Data to process →
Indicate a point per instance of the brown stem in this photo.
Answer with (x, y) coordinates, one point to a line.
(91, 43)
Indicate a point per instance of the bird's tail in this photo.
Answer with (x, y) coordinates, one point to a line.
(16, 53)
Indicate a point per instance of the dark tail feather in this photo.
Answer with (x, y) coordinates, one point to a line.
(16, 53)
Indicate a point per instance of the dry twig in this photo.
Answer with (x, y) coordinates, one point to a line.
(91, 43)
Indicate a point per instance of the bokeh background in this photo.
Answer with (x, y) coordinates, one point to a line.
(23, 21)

Task brief → Can you write out the entries above again, swapping "Indicate" for "Mark" everywhere it appears and leaving everything else unchanged?

Output →
Mark a point per instance of the brown stem in this photo.
Answer with (x, y) coordinates, one point to a line.
(91, 43)
Mark a point per instance of the bird's tail in this photo.
Answer with (x, y) coordinates, one point to a line.
(16, 53)
Mark a point per instance of the dark tail feather in this photo.
Answer with (x, y) coordinates, one point to a line.
(16, 53)
Mark a point per instance of the dry twig in this photo.
Answer with (x, y) coordinates, one point to a line.
(91, 43)
Mark a point per instance of the bokeh background in this photo.
Answer with (x, y) coordinates, one point to a line.
(23, 21)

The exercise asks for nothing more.